USING THE INFORMATION ▸
1 > From the comments about children and screens, list the subjects of the "bad education" that the final comment says parents must protect kids from.
2 > Proceed with the comments about children and screens by adding text that follows on from their last line.

Well said, Ruth! Jonathan's passion for fundamental cultural change is wildly evident here. An ambitious goal, SO worthy, and creatively undertaken. Let's GO!!
Expand to screen-free. Tablets as pacifiers in the grocery store, the restaurant, the doctors office = early (toddler age and up) addiction to constant stream of screen-based content that disrupts play and connections with people, animals, beauty, etc.
I'm happy to report that in my own TikTok feed this morning were several videos of moms calling upon other parents form a pact and commit to not giving their young children smart phones. The addicted adults want to spare our kids from the dooms of scrolling! - Erin
Make childhood fun again! Parents must unite to protect our kids from all the anxiety from technology and bad education regarding COVID, climate, race, and trans. Congrats to Jonathan and team for leading the charge.

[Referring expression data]
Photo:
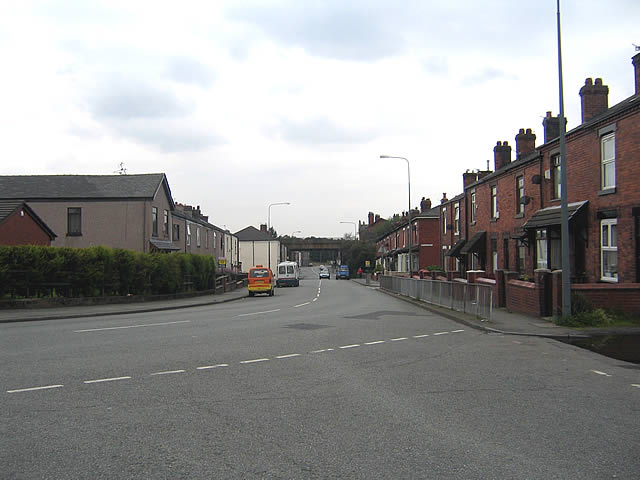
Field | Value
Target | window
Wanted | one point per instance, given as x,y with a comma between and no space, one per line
494,201
474,206
154,221
609,249
541,249
456,219
556,177
608,148
521,253
74,221
520,194
444,220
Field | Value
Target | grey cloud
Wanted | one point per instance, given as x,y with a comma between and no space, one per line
190,71
341,30
319,131
126,99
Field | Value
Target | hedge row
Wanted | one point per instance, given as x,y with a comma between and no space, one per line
31,271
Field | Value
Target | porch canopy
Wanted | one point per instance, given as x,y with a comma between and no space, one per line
475,243
455,251
164,245
546,217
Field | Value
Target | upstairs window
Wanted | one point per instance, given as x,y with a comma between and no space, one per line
154,221
74,221
456,219
609,249
494,201
556,177
608,160
519,194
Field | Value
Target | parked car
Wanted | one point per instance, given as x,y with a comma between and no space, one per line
260,280
343,272
288,274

EXPECTED RESULTS ▸
1 > COVID, climate, race, trans

2 >
Thank you for your tireless research on this topic and for your amazing efforts to put this needed social shift into action. Our 17-year-old daughter implemented your recommendations just over a year ago (no smartphone, switch to Apple watch to communicate with family and friends, more independent activities) and she will be the first to tell you how positively life-changing it was. It essentially resolved her anxiety. Thank you again, we owe so much to your work.
In our experience, it seems the most vulnerable population to social media and screen addiction is the 14 to 17-year-old group. My question is, why not extend your recommendation to keep teens off smartphones and social media until age 18, or after high school? It feels like introducing my teenage daughter to social media at 16 would have been the worst possible timing. And with the invention of Apple watches and Gabb-type phones, there are more suitable options to keep kids socially connected without the baggage of smartphones.
It's called the "Overton Window". Haidt's proposals are intended to nudge and shift it. And the other key concept is "tipping point." Slopes are a lot slipperier than they appear, which can be a good thing or a bad thing depending on one's perspective.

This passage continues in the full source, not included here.